### WHAT YOU SHOULD DO
Return each line of the entries below that contains the word "soccer", copied in full and unchanged.

[start of EXERCISE MATERIAL]

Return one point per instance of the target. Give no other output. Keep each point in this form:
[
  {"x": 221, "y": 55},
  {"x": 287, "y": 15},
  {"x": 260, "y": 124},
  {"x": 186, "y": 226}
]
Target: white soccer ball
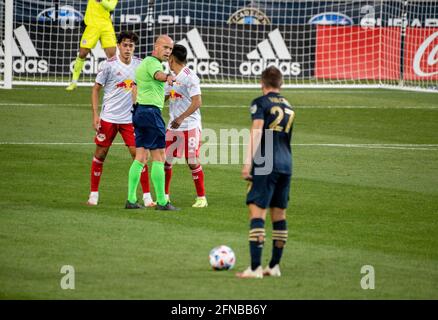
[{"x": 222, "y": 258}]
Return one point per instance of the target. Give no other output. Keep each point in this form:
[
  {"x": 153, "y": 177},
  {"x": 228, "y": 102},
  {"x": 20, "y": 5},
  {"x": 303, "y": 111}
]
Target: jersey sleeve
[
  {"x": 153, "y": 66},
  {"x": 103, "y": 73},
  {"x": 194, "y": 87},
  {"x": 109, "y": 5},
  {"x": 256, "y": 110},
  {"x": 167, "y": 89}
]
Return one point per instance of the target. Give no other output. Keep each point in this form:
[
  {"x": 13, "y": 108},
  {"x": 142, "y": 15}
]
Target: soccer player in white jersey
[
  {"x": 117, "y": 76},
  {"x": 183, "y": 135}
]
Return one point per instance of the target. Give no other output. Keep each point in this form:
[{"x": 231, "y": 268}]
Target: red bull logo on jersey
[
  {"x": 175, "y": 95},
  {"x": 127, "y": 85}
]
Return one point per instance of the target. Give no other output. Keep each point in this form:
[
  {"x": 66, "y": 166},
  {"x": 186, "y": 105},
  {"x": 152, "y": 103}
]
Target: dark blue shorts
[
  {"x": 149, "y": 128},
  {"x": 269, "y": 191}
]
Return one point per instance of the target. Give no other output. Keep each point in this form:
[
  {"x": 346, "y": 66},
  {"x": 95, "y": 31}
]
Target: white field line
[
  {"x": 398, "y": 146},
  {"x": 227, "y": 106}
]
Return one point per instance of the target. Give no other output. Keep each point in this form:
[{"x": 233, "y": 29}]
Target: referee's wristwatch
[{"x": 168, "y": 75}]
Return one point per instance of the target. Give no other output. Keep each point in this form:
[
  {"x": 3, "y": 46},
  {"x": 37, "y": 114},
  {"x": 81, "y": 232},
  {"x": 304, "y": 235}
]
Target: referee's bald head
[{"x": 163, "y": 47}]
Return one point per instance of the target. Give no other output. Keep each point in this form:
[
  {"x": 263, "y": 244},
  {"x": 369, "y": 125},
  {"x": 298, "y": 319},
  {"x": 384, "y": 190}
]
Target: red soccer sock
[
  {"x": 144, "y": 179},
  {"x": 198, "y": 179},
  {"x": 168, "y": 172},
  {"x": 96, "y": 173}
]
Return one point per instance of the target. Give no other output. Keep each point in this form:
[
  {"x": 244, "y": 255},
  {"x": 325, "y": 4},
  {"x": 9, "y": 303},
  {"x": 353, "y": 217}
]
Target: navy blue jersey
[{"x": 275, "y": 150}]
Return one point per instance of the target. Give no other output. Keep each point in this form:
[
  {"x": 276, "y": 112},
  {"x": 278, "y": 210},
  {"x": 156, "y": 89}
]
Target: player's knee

[end of EXERCISE MATERIAL]
[start of EXERCISE MATERIAL]

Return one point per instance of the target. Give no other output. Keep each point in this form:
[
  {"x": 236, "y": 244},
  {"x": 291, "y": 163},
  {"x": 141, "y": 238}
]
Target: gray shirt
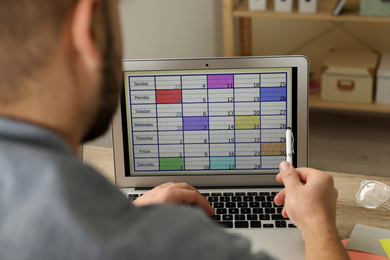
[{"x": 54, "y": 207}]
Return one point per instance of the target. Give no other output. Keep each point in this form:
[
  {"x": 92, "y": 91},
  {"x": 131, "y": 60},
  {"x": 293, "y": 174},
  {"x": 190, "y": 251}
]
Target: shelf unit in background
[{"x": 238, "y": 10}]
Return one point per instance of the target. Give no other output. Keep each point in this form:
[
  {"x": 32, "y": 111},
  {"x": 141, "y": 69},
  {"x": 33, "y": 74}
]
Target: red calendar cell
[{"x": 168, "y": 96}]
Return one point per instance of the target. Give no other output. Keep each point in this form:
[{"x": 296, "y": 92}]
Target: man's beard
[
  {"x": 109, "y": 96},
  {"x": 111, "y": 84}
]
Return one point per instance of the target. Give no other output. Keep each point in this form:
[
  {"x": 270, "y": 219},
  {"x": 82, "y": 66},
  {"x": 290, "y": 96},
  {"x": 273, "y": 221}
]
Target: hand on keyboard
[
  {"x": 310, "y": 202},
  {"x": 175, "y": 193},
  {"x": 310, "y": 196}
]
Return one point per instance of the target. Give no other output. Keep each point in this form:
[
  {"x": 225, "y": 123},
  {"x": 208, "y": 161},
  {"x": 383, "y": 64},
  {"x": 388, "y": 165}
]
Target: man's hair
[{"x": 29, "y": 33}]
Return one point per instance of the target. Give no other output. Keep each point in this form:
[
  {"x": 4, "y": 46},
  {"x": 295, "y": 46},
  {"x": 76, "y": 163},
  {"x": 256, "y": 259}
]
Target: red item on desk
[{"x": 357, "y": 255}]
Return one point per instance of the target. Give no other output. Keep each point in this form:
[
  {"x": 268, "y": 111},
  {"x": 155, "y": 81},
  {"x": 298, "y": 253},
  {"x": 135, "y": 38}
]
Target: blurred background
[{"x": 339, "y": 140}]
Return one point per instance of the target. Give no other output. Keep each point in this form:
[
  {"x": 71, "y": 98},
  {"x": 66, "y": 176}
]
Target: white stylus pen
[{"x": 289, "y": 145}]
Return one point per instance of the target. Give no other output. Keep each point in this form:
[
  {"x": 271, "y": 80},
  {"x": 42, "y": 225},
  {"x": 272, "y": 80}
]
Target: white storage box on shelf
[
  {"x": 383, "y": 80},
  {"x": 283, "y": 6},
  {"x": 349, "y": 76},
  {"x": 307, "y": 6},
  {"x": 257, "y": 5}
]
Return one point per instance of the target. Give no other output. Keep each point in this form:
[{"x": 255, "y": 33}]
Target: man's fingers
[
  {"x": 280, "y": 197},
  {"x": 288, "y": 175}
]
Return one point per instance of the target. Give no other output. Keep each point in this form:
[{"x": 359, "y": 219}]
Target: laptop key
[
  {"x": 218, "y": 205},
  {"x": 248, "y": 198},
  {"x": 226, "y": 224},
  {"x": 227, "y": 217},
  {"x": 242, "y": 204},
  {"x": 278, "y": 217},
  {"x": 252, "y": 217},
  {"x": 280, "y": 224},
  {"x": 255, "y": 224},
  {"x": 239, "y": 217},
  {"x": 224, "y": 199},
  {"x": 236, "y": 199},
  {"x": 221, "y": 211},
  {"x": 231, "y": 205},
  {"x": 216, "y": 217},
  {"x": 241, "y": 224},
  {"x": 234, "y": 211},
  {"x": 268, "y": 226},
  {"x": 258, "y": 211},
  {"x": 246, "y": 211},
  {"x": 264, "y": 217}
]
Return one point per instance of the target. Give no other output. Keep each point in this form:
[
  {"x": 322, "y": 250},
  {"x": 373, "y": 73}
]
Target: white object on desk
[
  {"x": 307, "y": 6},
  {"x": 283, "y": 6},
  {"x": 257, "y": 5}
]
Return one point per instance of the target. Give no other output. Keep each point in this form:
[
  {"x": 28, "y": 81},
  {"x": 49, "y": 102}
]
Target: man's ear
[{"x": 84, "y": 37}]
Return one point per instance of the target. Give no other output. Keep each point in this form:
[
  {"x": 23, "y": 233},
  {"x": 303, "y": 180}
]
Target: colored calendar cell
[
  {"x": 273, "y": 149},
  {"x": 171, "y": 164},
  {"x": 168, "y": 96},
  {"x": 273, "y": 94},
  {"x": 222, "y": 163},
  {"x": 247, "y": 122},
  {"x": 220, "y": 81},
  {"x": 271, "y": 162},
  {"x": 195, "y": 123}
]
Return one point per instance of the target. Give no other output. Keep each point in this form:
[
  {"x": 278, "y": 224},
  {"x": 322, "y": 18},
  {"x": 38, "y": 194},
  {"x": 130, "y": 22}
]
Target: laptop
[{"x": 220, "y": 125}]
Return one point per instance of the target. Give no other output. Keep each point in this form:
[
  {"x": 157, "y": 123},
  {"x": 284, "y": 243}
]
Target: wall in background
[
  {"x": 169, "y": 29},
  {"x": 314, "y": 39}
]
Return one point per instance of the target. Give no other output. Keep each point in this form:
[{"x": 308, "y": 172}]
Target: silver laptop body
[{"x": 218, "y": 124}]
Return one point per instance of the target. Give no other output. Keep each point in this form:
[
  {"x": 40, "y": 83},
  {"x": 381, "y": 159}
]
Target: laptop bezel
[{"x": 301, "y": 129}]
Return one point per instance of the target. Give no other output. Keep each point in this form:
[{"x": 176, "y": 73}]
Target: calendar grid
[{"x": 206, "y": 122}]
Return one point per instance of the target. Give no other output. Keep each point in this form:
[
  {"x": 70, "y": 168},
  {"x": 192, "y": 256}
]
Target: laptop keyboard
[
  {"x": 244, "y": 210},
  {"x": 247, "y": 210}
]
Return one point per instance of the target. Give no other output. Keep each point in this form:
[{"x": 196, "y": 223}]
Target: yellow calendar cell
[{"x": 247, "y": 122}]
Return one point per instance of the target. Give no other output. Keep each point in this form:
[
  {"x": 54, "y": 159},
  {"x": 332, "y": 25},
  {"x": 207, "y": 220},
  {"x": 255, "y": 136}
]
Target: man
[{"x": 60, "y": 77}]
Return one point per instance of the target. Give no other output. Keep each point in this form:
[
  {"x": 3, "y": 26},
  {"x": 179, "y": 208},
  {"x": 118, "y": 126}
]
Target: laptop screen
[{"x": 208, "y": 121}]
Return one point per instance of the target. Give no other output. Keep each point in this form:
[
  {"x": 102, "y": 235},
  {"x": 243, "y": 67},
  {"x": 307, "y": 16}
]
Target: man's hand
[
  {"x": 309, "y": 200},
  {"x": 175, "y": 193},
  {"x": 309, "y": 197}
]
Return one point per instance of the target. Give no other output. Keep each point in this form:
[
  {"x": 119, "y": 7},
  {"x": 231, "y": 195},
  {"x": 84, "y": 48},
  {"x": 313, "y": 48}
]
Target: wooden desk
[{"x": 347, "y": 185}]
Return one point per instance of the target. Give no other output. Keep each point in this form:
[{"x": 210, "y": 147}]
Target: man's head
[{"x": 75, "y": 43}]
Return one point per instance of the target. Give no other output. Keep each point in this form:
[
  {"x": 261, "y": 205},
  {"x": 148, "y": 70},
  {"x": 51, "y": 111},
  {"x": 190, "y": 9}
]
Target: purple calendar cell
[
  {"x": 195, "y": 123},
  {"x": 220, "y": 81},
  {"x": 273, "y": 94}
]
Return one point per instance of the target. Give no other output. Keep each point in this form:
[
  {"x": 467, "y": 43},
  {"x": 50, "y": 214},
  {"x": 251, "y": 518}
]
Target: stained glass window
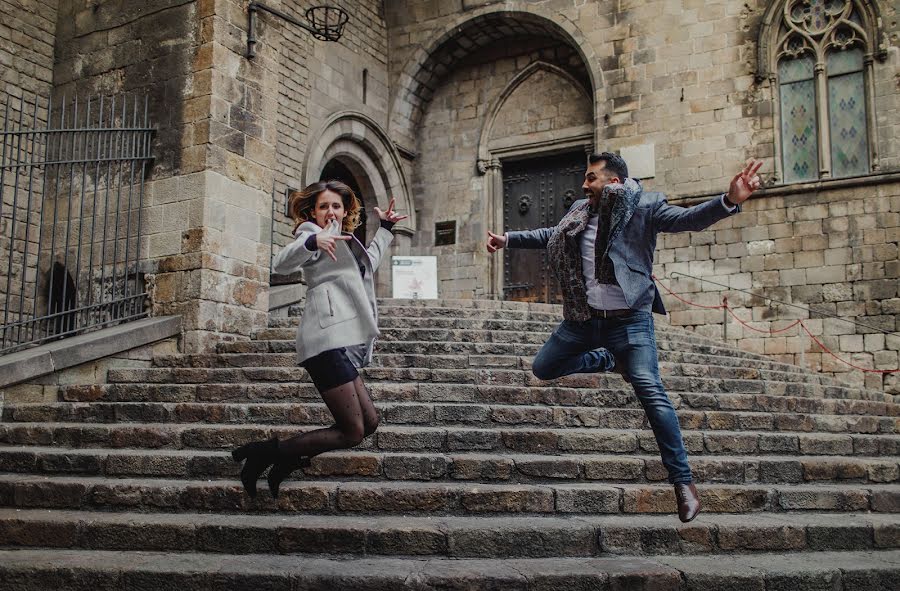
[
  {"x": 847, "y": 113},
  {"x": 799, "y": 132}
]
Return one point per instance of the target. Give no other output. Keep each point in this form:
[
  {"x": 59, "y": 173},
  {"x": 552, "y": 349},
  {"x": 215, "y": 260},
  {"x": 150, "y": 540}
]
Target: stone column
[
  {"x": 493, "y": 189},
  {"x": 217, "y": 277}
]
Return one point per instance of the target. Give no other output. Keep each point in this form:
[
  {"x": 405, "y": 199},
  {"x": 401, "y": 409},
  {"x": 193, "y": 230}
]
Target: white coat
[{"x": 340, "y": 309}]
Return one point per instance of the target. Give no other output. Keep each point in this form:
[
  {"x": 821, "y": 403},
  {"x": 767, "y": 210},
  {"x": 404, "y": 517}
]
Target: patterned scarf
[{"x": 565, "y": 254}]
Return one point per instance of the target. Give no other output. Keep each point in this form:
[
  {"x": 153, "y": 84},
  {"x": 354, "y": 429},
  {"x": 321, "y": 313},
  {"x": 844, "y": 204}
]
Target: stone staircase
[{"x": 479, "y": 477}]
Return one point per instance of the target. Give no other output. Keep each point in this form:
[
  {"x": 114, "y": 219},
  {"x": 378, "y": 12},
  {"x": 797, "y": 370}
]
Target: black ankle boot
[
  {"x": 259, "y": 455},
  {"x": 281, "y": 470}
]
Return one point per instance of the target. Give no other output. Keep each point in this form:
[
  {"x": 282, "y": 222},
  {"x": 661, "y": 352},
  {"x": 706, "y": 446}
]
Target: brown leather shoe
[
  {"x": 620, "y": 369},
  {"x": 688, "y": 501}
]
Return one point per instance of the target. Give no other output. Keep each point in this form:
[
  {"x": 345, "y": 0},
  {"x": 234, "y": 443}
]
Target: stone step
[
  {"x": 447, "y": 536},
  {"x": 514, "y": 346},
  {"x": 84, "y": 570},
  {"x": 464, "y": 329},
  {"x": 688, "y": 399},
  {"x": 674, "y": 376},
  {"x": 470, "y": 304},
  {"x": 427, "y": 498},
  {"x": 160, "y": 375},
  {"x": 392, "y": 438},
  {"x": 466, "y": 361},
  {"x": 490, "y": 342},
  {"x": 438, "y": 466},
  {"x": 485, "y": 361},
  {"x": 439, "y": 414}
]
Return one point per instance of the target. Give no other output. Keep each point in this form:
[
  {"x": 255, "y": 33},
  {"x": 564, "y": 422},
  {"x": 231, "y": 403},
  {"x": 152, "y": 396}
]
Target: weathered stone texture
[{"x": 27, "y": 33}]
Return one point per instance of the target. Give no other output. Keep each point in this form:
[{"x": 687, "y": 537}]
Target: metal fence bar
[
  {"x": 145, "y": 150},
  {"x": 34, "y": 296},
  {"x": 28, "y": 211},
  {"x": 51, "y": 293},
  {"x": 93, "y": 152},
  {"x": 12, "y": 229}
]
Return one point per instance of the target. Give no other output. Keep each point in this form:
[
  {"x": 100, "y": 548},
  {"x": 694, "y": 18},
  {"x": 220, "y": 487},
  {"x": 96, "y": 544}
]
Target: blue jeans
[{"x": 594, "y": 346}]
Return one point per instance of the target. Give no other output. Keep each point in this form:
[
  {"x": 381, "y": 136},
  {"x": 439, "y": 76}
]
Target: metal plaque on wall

[end of EXERCISE MATERIAL]

### EXERCISE OUTPUT
Target: white soccer ball
Target: soccer player in white jersey
Target: red soccer sock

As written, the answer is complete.